- Point localization data -

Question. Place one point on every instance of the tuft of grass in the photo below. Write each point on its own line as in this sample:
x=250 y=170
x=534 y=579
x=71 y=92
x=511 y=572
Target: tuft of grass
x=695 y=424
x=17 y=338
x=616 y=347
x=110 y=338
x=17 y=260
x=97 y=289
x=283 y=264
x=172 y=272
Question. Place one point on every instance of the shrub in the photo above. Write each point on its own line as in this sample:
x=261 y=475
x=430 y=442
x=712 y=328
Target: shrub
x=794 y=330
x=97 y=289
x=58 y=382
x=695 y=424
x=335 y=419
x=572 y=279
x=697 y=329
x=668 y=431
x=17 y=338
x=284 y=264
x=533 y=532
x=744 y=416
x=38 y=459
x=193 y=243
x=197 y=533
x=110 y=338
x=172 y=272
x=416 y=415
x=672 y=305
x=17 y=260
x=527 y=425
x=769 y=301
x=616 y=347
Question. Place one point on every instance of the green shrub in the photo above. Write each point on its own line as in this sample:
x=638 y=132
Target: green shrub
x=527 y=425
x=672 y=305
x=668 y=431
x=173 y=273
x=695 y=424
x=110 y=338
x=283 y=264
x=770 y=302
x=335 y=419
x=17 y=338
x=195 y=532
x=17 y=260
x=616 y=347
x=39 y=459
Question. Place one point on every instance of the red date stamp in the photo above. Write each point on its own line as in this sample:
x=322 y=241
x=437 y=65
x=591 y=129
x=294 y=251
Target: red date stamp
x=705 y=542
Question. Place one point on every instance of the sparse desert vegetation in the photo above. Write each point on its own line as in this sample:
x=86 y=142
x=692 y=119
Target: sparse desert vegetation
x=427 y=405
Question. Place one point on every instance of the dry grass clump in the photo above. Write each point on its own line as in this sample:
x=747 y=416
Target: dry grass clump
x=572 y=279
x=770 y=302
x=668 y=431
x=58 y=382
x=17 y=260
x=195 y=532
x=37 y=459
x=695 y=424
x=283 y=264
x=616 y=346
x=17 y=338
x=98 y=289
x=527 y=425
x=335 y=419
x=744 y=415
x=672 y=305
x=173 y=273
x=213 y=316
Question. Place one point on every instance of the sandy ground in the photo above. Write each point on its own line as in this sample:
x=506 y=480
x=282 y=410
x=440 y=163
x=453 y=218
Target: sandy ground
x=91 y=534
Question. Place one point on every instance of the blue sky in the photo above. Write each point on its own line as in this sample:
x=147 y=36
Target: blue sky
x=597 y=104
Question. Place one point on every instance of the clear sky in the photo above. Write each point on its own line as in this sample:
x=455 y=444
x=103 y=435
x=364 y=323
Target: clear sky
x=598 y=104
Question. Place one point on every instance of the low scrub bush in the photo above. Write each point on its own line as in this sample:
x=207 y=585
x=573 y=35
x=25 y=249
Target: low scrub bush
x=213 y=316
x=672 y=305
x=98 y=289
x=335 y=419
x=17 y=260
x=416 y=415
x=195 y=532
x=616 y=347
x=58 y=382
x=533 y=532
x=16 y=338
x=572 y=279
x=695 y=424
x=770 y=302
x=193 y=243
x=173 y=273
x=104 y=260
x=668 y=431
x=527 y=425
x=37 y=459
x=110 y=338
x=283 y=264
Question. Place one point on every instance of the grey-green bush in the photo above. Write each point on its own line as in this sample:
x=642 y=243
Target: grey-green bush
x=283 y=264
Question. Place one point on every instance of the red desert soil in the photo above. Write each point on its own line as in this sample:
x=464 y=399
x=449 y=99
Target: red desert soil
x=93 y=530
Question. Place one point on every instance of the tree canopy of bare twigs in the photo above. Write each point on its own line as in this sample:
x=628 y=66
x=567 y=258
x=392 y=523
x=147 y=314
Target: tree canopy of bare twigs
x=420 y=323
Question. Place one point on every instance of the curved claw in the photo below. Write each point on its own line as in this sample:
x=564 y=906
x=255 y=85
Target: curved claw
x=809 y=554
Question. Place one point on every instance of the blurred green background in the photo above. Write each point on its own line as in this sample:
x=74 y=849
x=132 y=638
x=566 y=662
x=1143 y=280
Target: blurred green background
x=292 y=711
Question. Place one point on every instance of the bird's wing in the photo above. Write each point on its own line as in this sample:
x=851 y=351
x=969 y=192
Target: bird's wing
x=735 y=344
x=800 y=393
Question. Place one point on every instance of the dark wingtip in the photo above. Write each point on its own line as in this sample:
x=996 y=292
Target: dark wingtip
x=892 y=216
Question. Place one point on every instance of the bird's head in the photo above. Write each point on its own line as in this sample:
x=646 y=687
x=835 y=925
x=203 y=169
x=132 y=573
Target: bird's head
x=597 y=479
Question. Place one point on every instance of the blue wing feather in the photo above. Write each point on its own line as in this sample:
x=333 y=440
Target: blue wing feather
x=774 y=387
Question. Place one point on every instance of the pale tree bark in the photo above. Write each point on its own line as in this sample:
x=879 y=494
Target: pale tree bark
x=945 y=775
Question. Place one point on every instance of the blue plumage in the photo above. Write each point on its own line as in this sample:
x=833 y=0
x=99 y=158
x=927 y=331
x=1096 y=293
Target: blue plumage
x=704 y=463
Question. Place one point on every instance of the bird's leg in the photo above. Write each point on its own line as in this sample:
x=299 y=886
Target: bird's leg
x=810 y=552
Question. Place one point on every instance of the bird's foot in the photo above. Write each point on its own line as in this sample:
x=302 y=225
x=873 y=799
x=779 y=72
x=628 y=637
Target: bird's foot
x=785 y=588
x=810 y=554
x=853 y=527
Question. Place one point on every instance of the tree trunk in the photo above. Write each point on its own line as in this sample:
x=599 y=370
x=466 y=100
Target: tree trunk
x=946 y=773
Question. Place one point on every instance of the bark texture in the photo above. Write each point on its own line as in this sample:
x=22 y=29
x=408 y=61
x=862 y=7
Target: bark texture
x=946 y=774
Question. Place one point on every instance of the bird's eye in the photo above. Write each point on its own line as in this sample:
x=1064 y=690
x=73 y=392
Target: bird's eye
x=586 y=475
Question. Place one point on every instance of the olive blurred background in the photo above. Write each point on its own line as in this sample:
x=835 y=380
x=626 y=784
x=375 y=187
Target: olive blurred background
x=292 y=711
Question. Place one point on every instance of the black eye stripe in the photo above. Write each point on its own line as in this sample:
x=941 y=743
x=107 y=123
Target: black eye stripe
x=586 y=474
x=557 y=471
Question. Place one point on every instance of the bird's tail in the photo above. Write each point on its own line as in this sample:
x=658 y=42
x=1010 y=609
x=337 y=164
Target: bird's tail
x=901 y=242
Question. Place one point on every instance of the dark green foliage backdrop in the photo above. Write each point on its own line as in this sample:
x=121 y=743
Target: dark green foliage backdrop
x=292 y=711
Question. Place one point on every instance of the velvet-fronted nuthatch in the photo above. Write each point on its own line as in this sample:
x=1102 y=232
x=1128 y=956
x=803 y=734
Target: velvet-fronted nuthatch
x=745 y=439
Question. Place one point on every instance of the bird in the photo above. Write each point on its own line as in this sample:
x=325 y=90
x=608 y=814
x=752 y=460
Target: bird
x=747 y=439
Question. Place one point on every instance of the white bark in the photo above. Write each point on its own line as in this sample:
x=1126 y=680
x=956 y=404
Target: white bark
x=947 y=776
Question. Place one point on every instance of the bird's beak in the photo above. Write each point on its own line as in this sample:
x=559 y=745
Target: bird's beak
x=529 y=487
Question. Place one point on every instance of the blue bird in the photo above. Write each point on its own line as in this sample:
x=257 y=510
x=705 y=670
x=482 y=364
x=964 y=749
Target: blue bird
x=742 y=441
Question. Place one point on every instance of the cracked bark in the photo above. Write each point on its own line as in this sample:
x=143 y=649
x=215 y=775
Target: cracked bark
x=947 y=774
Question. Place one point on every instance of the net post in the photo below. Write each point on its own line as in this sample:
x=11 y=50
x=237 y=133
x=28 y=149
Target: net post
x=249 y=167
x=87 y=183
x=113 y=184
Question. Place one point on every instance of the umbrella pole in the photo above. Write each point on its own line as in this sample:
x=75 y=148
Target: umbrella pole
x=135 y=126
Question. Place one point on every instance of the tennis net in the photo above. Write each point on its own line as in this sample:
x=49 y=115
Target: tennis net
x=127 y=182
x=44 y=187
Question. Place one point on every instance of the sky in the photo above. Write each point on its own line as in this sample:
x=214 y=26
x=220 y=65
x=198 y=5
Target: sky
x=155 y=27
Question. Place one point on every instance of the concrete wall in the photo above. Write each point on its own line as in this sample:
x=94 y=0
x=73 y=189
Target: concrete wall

- Directions -
Each line containing the word "wall" needs to be copied from the data above.

- Written solution -
Question. Place one point on every instance of the concrete wall in the photo above. Write each point on its own line as in this sample:
Target: concrete wall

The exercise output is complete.